## INSTRUCTIONS TO FOLLOW
Here is the listing. Report each line in it that contains the string "fold".
■ ■ ■ ■ ■ ■ ■
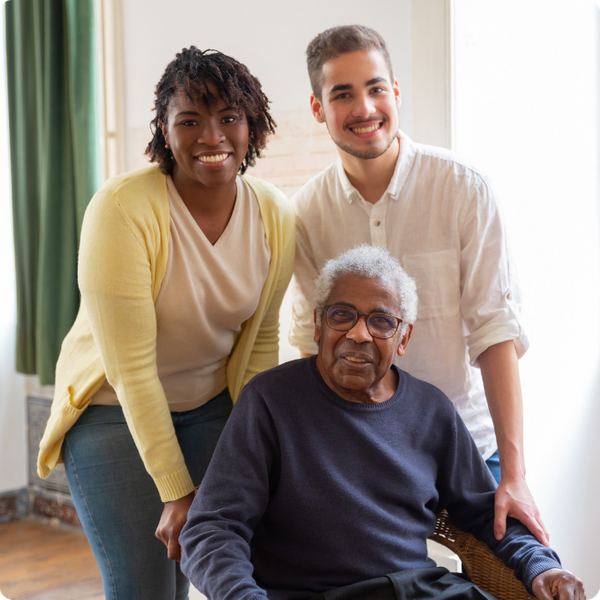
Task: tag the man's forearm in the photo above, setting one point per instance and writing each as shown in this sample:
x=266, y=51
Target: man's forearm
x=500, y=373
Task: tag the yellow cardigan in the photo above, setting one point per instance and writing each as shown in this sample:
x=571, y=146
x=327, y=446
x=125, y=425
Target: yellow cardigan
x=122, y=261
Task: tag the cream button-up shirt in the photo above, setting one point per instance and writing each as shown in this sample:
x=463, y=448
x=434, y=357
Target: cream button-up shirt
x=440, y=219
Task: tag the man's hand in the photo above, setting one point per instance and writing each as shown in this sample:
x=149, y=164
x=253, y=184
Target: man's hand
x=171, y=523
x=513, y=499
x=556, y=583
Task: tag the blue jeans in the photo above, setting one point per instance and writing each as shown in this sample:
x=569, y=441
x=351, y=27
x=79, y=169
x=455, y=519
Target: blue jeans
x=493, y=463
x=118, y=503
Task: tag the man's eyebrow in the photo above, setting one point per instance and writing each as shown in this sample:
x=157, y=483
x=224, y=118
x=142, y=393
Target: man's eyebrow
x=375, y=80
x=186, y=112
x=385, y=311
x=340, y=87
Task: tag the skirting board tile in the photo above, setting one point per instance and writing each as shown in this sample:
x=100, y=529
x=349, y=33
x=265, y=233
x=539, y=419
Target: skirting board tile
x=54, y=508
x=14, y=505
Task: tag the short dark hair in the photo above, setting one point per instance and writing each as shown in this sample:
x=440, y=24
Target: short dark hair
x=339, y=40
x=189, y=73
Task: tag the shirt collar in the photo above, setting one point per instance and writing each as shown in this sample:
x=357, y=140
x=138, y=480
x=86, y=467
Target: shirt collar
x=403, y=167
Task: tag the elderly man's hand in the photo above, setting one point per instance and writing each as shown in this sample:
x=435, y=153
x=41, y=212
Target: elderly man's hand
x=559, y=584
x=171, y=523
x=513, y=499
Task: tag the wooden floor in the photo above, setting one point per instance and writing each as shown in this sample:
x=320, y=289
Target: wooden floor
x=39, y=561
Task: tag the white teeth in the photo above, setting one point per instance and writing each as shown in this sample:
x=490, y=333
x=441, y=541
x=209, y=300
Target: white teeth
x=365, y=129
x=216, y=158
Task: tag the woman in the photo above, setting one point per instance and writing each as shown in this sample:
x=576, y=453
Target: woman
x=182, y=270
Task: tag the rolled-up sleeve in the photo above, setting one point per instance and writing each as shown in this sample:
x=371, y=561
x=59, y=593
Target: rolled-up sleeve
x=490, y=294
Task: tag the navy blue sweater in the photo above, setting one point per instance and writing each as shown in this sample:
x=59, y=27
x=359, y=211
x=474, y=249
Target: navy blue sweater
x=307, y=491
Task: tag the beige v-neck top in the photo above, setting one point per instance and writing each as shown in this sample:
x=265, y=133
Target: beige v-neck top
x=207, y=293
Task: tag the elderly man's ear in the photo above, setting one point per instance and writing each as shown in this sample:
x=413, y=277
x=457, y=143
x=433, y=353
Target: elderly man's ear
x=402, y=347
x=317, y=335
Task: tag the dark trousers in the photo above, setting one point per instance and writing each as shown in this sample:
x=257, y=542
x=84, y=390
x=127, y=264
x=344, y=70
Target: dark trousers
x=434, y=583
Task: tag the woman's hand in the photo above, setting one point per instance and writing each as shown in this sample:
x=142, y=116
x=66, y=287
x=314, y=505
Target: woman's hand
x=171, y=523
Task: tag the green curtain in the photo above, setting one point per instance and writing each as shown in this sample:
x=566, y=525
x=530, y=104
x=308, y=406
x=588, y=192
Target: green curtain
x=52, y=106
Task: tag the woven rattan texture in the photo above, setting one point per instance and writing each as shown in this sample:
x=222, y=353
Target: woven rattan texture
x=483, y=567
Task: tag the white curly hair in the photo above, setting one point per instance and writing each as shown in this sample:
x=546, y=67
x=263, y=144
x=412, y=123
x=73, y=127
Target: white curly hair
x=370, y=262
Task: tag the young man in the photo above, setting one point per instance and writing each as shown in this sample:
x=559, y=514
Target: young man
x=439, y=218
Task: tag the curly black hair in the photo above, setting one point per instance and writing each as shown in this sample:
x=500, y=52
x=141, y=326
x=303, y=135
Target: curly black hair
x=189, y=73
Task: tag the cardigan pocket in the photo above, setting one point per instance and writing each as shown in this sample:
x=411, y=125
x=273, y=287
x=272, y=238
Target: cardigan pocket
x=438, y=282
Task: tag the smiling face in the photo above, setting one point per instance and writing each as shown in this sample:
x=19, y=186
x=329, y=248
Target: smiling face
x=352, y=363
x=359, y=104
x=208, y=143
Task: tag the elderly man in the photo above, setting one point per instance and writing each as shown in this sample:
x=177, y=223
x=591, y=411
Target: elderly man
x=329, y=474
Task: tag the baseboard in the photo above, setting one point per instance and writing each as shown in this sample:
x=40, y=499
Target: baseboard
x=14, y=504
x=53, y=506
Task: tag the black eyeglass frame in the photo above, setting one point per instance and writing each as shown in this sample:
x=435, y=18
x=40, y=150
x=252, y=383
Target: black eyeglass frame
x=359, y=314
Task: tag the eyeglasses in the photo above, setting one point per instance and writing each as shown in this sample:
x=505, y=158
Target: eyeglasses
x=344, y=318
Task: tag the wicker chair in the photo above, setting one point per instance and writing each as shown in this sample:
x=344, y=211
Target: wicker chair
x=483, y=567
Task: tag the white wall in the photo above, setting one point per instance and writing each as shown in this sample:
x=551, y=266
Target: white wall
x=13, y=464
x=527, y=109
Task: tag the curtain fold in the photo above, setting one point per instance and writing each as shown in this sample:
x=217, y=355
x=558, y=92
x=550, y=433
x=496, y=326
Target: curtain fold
■ ■ ■ ■ ■ ■ ■
## SOLUTION TO THE EXERCISE
Task: tag the curtain fold in the photo above, setting one point per instance and writing each as shown in this sample:
Target: curtain fold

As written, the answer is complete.